*Directions*: Please copy the records from the line with "Target: metal ladder on truck" through the end of the records, swapping "Would you kindly" for "Could you" and leaving everything else unchanged.

::: Provided data :::

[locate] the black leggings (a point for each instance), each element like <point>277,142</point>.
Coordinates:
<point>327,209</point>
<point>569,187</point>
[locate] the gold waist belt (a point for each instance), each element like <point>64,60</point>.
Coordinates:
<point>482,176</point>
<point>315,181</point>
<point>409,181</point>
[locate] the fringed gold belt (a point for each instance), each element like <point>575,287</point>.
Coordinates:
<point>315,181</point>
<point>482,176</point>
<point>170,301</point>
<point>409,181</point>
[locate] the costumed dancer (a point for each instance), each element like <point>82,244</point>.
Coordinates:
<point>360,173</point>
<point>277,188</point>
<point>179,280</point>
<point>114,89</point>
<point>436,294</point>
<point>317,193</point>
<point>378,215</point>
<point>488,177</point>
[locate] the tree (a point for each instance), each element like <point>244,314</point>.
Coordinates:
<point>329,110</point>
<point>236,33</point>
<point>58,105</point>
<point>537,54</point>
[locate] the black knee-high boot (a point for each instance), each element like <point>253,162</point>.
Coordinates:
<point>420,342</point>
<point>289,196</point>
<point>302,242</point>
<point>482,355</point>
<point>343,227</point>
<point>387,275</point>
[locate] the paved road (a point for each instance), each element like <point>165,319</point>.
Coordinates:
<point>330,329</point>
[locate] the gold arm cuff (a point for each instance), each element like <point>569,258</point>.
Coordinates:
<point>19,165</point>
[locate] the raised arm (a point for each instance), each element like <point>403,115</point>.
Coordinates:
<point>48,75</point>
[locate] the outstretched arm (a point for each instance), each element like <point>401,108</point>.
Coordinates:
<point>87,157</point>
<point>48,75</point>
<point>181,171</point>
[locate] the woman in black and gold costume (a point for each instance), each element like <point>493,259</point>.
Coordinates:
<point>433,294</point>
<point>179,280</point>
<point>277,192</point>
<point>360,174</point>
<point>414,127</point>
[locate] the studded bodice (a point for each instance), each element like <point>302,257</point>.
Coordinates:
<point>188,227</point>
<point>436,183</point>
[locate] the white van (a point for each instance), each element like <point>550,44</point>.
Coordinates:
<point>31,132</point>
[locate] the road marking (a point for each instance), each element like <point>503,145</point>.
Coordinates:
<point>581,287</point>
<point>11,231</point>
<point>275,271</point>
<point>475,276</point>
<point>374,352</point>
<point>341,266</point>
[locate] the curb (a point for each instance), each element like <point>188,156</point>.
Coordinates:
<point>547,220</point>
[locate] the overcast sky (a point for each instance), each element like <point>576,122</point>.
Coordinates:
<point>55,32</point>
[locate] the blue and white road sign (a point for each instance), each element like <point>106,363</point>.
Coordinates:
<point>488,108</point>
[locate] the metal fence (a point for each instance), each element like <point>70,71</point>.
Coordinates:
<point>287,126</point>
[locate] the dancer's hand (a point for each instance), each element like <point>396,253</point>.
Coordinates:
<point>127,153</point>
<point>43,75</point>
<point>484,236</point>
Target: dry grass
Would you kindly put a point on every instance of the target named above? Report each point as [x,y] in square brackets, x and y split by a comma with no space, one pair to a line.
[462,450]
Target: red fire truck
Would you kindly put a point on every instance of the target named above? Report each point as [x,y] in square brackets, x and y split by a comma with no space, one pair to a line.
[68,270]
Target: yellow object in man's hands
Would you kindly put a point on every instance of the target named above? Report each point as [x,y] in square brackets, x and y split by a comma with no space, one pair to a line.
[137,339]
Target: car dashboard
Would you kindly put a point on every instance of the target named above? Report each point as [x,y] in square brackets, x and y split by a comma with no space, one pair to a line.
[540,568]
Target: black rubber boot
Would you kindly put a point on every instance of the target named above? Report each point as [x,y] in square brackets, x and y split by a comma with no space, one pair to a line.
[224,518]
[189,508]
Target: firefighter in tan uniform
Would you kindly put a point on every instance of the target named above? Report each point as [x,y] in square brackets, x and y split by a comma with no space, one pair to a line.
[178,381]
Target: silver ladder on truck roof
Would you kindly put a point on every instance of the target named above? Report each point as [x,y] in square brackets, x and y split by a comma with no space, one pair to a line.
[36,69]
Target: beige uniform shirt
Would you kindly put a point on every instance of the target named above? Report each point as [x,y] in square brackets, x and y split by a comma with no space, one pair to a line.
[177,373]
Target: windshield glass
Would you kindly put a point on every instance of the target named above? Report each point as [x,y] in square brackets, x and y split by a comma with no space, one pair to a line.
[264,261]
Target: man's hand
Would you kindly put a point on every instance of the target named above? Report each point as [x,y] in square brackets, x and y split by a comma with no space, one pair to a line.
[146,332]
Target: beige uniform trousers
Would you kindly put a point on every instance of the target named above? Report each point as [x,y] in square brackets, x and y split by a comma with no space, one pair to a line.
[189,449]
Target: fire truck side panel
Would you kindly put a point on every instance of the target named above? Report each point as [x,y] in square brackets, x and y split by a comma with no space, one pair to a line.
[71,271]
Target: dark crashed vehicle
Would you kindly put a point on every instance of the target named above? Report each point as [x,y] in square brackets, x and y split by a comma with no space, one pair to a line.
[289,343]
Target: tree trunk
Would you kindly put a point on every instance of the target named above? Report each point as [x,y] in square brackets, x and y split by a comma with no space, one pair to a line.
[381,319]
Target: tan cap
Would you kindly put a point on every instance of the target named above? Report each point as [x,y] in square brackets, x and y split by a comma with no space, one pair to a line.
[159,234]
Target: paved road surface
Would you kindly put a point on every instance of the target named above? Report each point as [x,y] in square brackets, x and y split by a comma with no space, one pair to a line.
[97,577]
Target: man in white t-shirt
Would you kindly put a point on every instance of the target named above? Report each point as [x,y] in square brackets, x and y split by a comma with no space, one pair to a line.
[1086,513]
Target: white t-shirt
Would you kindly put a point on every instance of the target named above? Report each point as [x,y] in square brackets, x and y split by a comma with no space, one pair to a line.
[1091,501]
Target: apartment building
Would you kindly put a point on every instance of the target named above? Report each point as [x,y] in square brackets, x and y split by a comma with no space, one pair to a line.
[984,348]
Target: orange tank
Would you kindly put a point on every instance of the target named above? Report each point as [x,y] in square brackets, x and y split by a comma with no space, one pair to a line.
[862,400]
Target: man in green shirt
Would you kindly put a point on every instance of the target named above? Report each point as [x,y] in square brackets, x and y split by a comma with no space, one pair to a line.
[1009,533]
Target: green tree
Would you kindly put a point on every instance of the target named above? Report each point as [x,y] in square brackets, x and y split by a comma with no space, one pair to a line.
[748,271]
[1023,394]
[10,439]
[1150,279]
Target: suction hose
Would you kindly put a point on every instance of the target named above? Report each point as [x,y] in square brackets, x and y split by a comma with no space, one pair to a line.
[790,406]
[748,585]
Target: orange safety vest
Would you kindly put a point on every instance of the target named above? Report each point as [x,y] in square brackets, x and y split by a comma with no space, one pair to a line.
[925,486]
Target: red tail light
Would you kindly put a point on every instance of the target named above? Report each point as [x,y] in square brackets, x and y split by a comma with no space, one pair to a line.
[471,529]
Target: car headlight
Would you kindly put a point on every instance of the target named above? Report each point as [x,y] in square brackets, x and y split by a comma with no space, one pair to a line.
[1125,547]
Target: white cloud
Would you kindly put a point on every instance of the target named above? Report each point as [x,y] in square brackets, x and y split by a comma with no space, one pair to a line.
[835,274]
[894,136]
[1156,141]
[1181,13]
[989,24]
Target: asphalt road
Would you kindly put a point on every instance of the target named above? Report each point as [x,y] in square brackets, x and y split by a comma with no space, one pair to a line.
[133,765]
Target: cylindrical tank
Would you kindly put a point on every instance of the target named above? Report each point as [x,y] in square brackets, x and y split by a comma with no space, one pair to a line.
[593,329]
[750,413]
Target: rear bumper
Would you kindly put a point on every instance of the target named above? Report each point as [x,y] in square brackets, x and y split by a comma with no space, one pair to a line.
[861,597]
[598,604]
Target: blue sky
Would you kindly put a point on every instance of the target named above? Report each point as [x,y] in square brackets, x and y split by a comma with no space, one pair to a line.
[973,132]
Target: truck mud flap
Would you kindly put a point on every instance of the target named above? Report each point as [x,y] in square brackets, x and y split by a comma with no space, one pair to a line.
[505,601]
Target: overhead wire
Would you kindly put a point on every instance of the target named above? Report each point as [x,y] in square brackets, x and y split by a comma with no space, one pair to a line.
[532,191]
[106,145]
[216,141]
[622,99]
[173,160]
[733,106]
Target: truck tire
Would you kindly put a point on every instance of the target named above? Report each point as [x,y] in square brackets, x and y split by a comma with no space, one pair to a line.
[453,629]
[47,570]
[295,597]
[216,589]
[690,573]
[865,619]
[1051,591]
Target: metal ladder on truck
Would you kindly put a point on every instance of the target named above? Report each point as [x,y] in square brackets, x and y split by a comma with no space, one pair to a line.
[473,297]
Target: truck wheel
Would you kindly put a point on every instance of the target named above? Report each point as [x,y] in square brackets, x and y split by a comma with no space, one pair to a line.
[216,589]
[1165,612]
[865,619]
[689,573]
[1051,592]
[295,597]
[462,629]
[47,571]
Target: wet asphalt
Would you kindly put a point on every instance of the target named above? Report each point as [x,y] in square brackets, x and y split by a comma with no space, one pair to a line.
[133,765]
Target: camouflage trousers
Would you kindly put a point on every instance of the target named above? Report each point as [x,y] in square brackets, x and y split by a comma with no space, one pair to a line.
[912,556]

:::

*Final result*:
Target: metal ladder on truck
Could you put a point on every instance of the target named above? Report each point as [x,y] in square brackets, x and y split by a comma with no space, one pair to a line.
[473,297]
Target: truck wheel
Could you put a point on every instance of the target named above? Report each point as [x,y] in square brackets, x and y split by a comma with no space, one pair to a line.
[216,589]
[1165,612]
[865,619]
[689,573]
[1051,592]
[295,597]
[462,629]
[47,571]
Target: wet asphalt
Could you put a point on every instance of the target named above? Report each point as [x,y] in square brackets, x and y split by a comma with no space, one pair to a line.
[133,765]
Target: camouflage trousers
Could you put a point on every instance of the target named above? Report each point as [x,y] in square brackets, x and y split by a comma with no space, one pair to a line.
[912,556]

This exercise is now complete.